The expected answer comprises all lines from the entries that contain the string "eyebrow".

(Saved entries)
▶
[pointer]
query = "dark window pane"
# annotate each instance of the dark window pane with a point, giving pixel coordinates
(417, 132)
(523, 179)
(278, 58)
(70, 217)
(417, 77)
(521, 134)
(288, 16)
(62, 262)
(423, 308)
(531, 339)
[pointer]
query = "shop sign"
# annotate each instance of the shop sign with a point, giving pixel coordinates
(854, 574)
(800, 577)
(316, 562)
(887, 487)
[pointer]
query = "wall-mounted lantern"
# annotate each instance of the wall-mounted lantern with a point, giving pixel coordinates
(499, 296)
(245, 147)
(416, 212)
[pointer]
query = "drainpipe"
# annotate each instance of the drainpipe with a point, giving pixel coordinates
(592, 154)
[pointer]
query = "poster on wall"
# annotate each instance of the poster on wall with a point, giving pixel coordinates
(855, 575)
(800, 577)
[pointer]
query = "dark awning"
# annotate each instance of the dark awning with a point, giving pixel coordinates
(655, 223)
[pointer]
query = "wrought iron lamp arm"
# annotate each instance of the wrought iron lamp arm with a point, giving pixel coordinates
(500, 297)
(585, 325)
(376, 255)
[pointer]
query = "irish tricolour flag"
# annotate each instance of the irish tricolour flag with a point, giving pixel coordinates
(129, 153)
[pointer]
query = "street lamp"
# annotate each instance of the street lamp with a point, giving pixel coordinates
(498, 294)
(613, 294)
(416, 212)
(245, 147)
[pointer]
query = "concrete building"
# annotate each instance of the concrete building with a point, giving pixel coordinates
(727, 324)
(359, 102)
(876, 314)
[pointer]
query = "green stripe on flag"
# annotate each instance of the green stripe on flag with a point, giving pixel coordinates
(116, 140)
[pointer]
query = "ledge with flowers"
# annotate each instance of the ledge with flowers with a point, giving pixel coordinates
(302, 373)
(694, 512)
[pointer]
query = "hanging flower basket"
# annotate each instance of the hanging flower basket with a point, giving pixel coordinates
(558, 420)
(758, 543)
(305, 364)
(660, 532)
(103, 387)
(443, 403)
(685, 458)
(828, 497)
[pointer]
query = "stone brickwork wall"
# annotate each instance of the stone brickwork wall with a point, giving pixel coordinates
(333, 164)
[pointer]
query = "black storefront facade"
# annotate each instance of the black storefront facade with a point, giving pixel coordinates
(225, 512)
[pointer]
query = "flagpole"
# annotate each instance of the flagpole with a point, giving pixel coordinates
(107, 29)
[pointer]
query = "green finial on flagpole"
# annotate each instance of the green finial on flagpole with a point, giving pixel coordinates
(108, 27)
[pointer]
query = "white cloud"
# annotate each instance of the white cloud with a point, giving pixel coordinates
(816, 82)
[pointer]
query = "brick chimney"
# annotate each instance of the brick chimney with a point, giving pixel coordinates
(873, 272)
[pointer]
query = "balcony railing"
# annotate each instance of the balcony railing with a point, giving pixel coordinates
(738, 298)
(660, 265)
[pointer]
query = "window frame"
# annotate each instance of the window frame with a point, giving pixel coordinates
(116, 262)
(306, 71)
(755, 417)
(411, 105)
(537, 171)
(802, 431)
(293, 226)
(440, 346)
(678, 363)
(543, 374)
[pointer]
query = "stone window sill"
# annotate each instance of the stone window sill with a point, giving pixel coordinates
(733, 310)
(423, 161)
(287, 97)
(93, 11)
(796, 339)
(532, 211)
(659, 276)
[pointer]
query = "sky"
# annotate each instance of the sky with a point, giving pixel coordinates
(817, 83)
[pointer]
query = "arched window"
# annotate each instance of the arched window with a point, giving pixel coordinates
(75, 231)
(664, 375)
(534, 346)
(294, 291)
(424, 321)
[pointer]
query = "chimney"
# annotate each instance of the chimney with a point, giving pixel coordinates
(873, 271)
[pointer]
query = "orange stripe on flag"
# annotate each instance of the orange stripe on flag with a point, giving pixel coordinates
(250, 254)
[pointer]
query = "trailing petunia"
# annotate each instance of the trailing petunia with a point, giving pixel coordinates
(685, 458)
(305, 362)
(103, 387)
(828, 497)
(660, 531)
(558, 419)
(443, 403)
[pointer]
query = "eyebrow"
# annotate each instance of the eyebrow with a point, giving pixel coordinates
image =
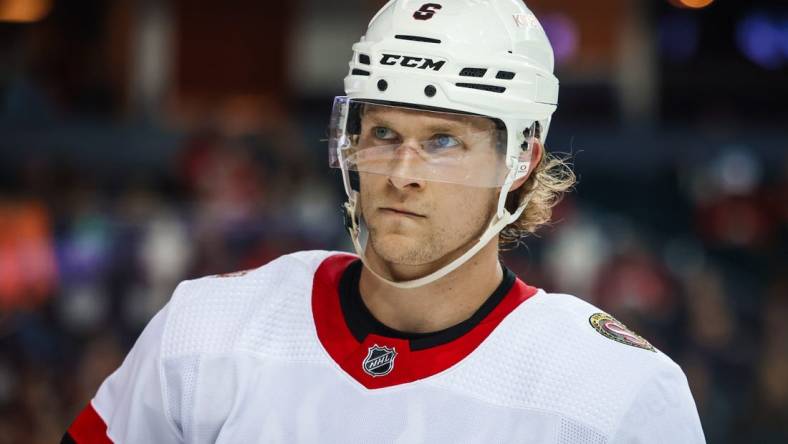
◀
### TASK SOLUTION
query = "eyebrow"
# annotate each instance of the eyebrow with a point, giving pixel coordinates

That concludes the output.